··· TASK INPUT

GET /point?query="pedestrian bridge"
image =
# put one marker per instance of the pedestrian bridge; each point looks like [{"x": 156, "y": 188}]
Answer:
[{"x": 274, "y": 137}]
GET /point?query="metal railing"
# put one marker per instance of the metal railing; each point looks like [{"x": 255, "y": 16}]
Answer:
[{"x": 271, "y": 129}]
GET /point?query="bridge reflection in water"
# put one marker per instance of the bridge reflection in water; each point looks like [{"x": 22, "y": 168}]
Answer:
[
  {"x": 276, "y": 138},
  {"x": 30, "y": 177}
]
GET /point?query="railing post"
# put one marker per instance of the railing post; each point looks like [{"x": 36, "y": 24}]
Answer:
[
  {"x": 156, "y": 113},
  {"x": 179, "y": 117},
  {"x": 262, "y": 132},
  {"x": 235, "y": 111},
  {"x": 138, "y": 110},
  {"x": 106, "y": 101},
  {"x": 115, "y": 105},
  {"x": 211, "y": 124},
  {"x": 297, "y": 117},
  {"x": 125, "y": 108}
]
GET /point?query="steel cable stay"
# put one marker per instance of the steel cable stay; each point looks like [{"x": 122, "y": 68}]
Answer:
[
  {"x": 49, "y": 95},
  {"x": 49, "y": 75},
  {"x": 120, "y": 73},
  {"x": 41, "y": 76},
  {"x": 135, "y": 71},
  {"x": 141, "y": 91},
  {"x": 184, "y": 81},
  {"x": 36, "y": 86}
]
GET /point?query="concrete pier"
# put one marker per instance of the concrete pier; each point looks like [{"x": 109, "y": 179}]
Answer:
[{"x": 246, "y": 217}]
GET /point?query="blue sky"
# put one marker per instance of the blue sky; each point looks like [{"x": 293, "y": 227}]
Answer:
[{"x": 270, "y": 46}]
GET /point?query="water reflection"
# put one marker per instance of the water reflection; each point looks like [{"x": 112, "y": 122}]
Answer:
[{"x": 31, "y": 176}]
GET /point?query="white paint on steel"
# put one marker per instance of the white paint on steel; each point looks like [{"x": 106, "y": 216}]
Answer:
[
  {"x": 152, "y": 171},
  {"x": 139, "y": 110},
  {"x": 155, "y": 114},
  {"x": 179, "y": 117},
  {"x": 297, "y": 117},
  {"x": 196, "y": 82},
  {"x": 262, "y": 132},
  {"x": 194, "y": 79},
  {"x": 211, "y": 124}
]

······

Print out the whole listing exactly as it appears.

GET /point?query="pedestrian bridge"
image =
# put one marker per instance of the pedestrian bridge; each point looks like [{"x": 156, "y": 188}]
Answer:
[{"x": 274, "y": 137}]
GET /point?query="metal railing"
# put one marker per instance of the metal railing; each point looks like [{"x": 255, "y": 16}]
Answer:
[{"x": 271, "y": 129}]
GET /point?query="bridge reflection in water"
# put one marker per instance of the bridge reflection in water; each point looks like [{"x": 22, "y": 168}]
Answer:
[
  {"x": 276, "y": 138},
  {"x": 30, "y": 177}
]
GET /point?query="railing post"
# put one marker per instance of the railing post; each point looks like [{"x": 36, "y": 24}]
Answer:
[
  {"x": 156, "y": 113},
  {"x": 179, "y": 117},
  {"x": 262, "y": 132},
  {"x": 235, "y": 111},
  {"x": 138, "y": 110},
  {"x": 106, "y": 101},
  {"x": 115, "y": 105},
  {"x": 211, "y": 124},
  {"x": 297, "y": 117},
  {"x": 125, "y": 108}
]
GET /point?query="steel cable stay"
# put one marker per instance of the steel cable stay; each point looks like [{"x": 122, "y": 68}]
Answer:
[
  {"x": 49, "y": 95},
  {"x": 49, "y": 75},
  {"x": 120, "y": 73},
  {"x": 41, "y": 76},
  {"x": 135, "y": 71},
  {"x": 141, "y": 91},
  {"x": 184, "y": 81},
  {"x": 36, "y": 86}
]
GET /point?query="concrete pier"
# put one marker per instance of the concrete pier; each point looks like [{"x": 109, "y": 179}]
Answer:
[{"x": 246, "y": 217}]
GET /point?query="blue sky"
# put one marker per instance of the blue sky; each point looks like [{"x": 293, "y": 227}]
Answer:
[{"x": 270, "y": 46}]
GET /point?query="water reflection"
# put one marker per instance of the water reflection; each point looks like [{"x": 112, "y": 122}]
Answer:
[{"x": 31, "y": 176}]
GET /point?query="white paint on steel"
# put one marker per instance of the white paint on steel; each point looks like [{"x": 106, "y": 216}]
Answer:
[
  {"x": 152, "y": 171},
  {"x": 139, "y": 110},
  {"x": 155, "y": 114},
  {"x": 179, "y": 117},
  {"x": 297, "y": 117},
  {"x": 196, "y": 82},
  {"x": 262, "y": 132},
  {"x": 194, "y": 79},
  {"x": 211, "y": 124}
]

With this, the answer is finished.